▶ [Work required]: Extract, verbatim, every line of the material from the line containing "point per instance: tree shadow -- pixel" through the final line, both inclusive.

── Information given

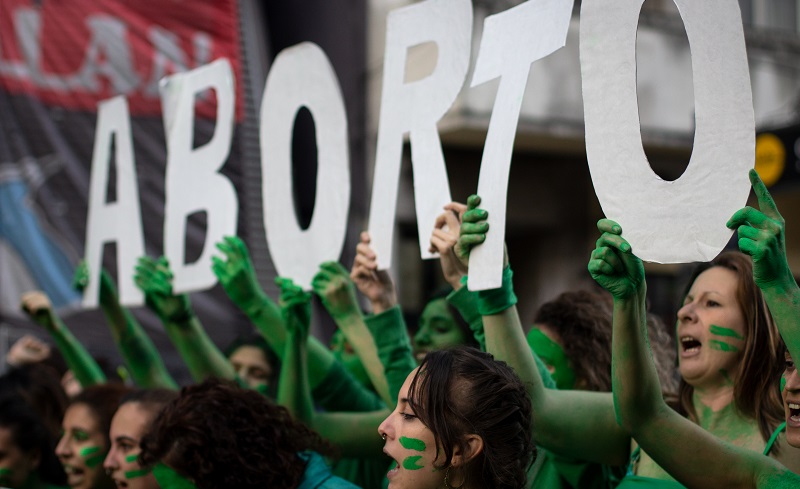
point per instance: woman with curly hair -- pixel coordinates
(216, 435)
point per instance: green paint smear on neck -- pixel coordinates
(412, 444)
(722, 346)
(133, 474)
(411, 463)
(92, 456)
(721, 331)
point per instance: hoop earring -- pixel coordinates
(447, 484)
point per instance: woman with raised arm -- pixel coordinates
(137, 349)
(86, 370)
(218, 435)
(724, 361)
(689, 453)
(136, 412)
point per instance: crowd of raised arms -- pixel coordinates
(597, 394)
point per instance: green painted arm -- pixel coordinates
(201, 355)
(762, 236)
(337, 292)
(37, 305)
(576, 424)
(294, 391)
(689, 453)
(237, 275)
(390, 335)
(137, 349)
(355, 434)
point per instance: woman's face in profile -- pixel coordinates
(82, 449)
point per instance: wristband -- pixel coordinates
(495, 301)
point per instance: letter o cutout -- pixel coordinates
(684, 220)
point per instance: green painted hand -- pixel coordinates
(376, 285)
(762, 236)
(444, 239)
(296, 308)
(473, 229)
(237, 274)
(37, 306)
(613, 266)
(154, 278)
(333, 285)
(80, 280)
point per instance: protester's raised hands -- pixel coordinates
(26, 350)
(237, 274)
(376, 285)
(444, 240)
(333, 285)
(613, 265)
(154, 278)
(295, 306)
(473, 229)
(761, 235)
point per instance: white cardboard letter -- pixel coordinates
(302, 76)
(119, 221)
(512, 40)
(684, 220)
(193, 183)
(415, 108)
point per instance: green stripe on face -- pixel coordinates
(411, 463)
(722, 346)
(133, 474)
(721, 331)
(92, 456)
(412, 444)
(167, 478)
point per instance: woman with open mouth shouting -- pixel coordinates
(132, 420)
(85, 442)
(690, 454)
(729, 349)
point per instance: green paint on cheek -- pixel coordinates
(92, 456)
(720, 331)
(722, 346)
(411, 463)
(132, 474)
(167, 478)
(412, 444)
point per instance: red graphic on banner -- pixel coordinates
(76, 53)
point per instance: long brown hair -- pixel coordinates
(756, 392)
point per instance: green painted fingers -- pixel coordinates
(412, 462)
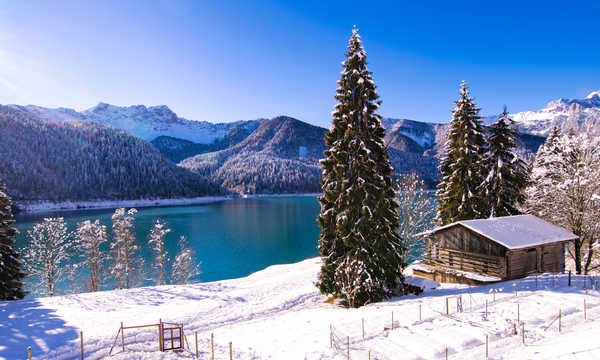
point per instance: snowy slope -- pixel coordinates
(565, 113)
(278, 314)
(145, 122)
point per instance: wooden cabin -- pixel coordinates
(495, 249)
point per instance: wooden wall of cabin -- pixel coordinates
(461, 249)
(462, 239)
(539, 259)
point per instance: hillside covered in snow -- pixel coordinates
(277, 313)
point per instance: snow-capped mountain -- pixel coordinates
(578, 114)
(147, 123)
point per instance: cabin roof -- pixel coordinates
(514, 232)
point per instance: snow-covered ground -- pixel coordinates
(277, 313)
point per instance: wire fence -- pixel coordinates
(502, 317)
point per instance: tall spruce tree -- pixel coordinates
(11, 286)
(507, 173)
(361, 251)
(461, 168)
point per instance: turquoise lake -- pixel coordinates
(232, 238)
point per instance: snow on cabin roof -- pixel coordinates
(515, 232)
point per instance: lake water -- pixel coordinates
(232, 238)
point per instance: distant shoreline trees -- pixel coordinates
(55, 256)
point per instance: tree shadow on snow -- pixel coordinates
(25, 323)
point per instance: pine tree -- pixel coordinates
(361, 252)
(461, 167)
(506, 171)
(11, 273)
(544, 175)
(157, 242)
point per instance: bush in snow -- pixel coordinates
(184, 267)
(157, 243)
(47, 253)
(126, 262)
(91, 236)
(361, 251)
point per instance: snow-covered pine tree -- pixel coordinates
(361, 251)
(126, 260)
(91, 236)
(506, 171)
(47, 253)
(461, 167)
(543, 175)
(184, 267)
(416, 210)
(11, 273)
(156, 240)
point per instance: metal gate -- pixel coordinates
(171, 336)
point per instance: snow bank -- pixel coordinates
(277, 313)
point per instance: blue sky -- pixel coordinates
(223, 61)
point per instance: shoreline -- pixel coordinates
(35, 207)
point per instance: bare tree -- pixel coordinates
(47, 253)
(417, 211)
(157, 242)
(185, 267)
(92, 235)
(126, 260)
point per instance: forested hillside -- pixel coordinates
(280, 156)
(81, 160)
(178, 149)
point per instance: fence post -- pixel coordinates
(363, 320)
(559, 319)
(348, 346)
(196, 338)
(122, 338)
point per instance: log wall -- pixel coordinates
(459, 248)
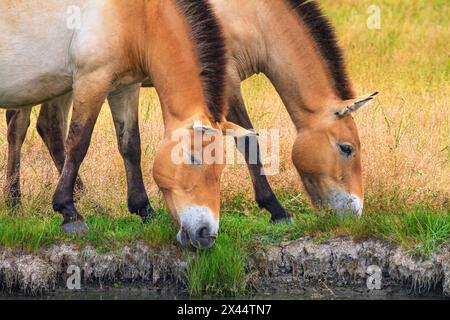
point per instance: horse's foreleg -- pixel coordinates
(18, 122)
(124, 107)
(52, 126)
(265, 196)
(89, 95)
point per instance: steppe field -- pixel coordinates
(405, 137)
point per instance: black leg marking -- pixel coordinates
(264, 194)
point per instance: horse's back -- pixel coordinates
(35, 49)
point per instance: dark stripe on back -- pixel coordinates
(325, 37)
(210, 44)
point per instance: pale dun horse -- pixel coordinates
(295, 46)
(178, 44)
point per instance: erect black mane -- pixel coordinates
(323, 33)
(210, 44)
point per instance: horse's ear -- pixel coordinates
(355, 104)
(234, 130)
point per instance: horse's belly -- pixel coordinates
(23, 84)
(34, 52)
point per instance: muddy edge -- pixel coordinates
(292, 266)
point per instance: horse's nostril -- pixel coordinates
(203, 233)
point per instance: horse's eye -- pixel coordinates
(346, 149)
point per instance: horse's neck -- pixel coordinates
(174, 69)
(288, 55)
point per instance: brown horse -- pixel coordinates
(295, 46)
(178, 44)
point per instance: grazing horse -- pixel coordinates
(178, 44)
(295, 46)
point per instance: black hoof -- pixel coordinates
(13, 203)
(146, 214)
(280, 220)
(78, 228)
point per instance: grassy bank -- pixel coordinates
(405, 139)
(244, 228)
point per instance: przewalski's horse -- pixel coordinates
(295, 46)
(178, 44)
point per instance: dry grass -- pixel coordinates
(405, 134)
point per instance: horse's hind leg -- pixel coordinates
(265, 196)
(18, 122)
(124, 106)
(89, 94)
(52, 127)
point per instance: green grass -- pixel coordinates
(244, 228)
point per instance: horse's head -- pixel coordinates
(327, 154)
(187, 169)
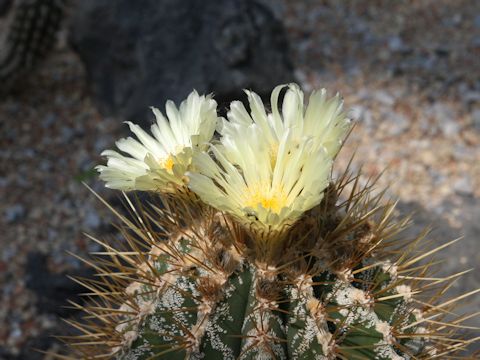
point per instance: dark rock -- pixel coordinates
(139, 54)
(53, 289)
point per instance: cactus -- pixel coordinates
(198, 280)
(31, 34)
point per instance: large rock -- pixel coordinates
(141, 53)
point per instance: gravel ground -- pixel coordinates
(409, 71)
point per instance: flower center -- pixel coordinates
(270, 200)
(167, 163)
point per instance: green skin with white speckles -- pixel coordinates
(240, 326)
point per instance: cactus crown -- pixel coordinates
(201, 278)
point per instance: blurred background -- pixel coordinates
(72, 71)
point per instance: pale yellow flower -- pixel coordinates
(159, 162)
(247, 185)
(322, 119)
(272, 167)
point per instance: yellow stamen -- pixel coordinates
(270, 200)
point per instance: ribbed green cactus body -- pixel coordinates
(254, 313)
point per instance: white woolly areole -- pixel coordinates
(390, 268)
(345, 275)
(384, 328)
(405, 291)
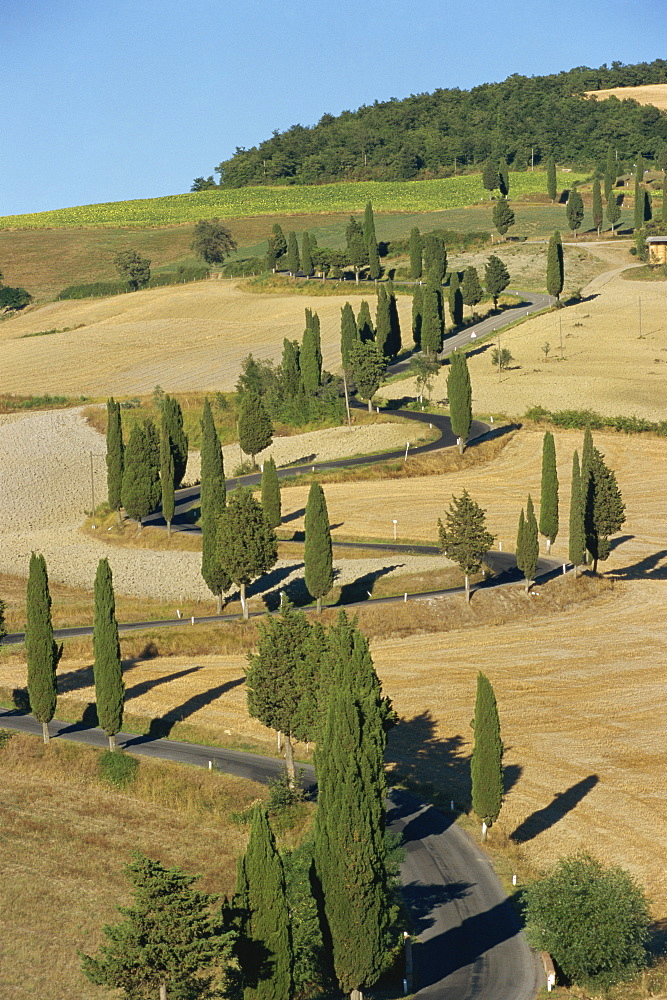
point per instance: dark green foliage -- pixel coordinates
(577, 543)
(271, 493)
(528, 546)
(496, 278)
(115, 453)
(171, 937)
(417, 314)
(613, 210)
(318, 555)
(134, 268)
(246, 544)
(555, 266)
(383, 322)
(255, 427)
(490, 176)
(470, 287)
(459, 392)
(306, 257)
(350, 853)
(42, 653)
(213, 495)
(107, 668)
(212, 241)
(310, 356)
(503, 216)
(422, 134)
(141, 472)
(348, 333)
(374, 269)
(464, 537)
(415, 250)
(292, 261)
(455, 300)
(549, 491)
(598, 214)
(267, 964)
(365, 329)
(486, 764)
(394, 345)
(593, 920)
(574, 210)
(552, 189)
(117, 769)
(368, 368)
(435, 258)
(432, 320)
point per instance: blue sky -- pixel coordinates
(131, 99)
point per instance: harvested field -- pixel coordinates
(183, 338)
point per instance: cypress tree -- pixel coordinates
(574, 210)
(350, 858)
(348, 333)
(269, 975)
(42, 653)
(310, 356)
(292, 261)
(371, 243)
(172, 418)
(417, 315)
(394, 323)
(528, 547)
(107, 668)
(255, 427)
(318, 555)
(431, 325)
(459, 392)
(306, 257)
(213, 498)
(555, 266)
(383, 322)
(549, 491)
(274, 673)
(552, 189)
(577, 543)
(141, 477)
(246, 544)
(271, 493)
(115, 453)
(455, 300)
(598, 216)
(486, 765)
(365, 329)
(471, 288)
(415, 251)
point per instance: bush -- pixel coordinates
(593, 920)
(118, 768)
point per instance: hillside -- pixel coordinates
(426, 135)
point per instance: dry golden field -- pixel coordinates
(651, 93)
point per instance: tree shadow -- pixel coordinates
(361, 589)
(162, 726)
(563, 803)
(645, 569)
(419, 755)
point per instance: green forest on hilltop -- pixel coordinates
(427, 135)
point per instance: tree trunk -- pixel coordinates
(289, 760)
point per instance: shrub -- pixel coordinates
(593, 920)
(117, 768)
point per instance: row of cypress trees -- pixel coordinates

────

▶ [Task answer]:
point per instance: tree shadow -- pixel coordinates
(361, 589)
(162, 726)
(563, 803)
(645, 569)
(419, 755)
point per instance: green forest on hilltop -- pixel coordinates
(427, 135)
point per instance: tree trunk -- pixel coordinates
(289, 760)
point per instance: shrub -- pixel coordinates
(593, 920)
(117, 768)
point per instance: row of cypress trees -- pixel coordinates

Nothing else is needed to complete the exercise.